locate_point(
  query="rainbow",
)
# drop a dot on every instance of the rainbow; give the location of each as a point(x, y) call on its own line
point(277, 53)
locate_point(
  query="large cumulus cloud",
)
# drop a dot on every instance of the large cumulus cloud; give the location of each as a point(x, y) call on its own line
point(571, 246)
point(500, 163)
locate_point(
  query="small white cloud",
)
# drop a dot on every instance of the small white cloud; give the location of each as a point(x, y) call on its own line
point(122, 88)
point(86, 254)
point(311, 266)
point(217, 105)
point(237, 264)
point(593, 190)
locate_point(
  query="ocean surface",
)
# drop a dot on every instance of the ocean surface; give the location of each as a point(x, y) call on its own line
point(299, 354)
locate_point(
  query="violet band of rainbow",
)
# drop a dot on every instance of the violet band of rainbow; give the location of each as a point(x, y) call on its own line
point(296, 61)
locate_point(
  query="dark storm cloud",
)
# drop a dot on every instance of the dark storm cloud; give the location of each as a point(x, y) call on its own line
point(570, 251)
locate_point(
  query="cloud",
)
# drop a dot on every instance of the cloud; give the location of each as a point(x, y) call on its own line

Short task: Reproduce all of the records above word for word, keeping every line and its order unchanged.

The completed task:
locate_point(
  query="rainbow",
)
# drop a dot on every instance of the rainbow; give the location of each as a point(x, y) call on its own line
point(277, 53)
locate_point(
  query="large cumulus cloud",
)
# drop a dot on every instance of the large cumulus cloud; give the location of each as a point(x, y) call on its own line
point(571, 246)
point(500, 163)
locate_point(
  query="small white cloud",
)
# drop a dot on every instance of the small white cloud; give the location of each as a point(x, y) call on its own line
point(122, 88)
point(86, 254)
point(311, 266)
point(217, 105)
point(237, 264)
point(593, 190)
locate_point(
  query="ocean surface",
)
# drop a dot on every instance of the ocean surface; give the location of each as a point(x, y) call on its own line
point(299, 354)
locate_point(
  query="violet band of rainbow",
)
# drop a dot on every instance of the violet band of rainbow; give the location of each as a point(x, y) call on its own line
point(296, 61)
locate_point(
  query="dark storm cloud",
)
# drop a dot on every instance of the dark storm cloud; give the location of each as a point(x, y) call on its own line
point(570, 251)
locate_point(
  query="cloud",
)
# drop a dot on every instance of the cloud; give the location of each as a point(x, y) call on its own line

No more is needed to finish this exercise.